* SET TASK
Retype the 5D Mark III forum thread below word for word, from "I posted a while" up to and including "a second one.".

— Start QUOTED TEXT —

# 5D Mark III has offcially been ordered!!!! WHOOOOOO!



## AmberAtLoveAndInk (May 15, 2014)

I posted a while back asking why a certain canon camera was so cheap and the conversation quickly turned to which full frame I should upgrade to from my 60D, well it took about 3 weeks of begging but the hubby ordered the 5D Mark III for me today!!! Eeeee!!! I think I might float away with all this happiness. I hear nothing but rave reviews from this camera, any owners have some inside info on this bad boy and if you think its good enough to be "your last body"?


----------



## Designer (May 15, 2014)

No, someday you will want/"need" a second one.


----------



## IronMaskDuval (May 15, 2014)

Congratulations! Those things are great for trading in towards a Nikon. :blackeye:


----------



## robbins.photo (May 15, 2014)

— End QUOTED TEXT —
— Start GIVEN RECORDS —

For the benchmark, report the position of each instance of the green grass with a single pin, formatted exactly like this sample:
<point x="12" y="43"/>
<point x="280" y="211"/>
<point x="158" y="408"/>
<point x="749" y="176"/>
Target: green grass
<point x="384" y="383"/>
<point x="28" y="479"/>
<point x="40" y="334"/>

— End GIVEN RECORDS —

* THE ANSWER
I posted a while back asking why a certain canon camera was so cheap and the conversation quickly turned to which full frame I should upgrade to from my 60D, well it took about 3 weeks of begging but the hubby ordered the 5D Mark III for me today!!! Eeeee!!! I think I might float away with all this happiness. I hear nothing but rave reviews from this camera, any owners have some inside info on this bad boy and if you think its good enough to be "your last body"?


----------



## Designer (May 15, 2014)

No, someday you will want/"need" a second one.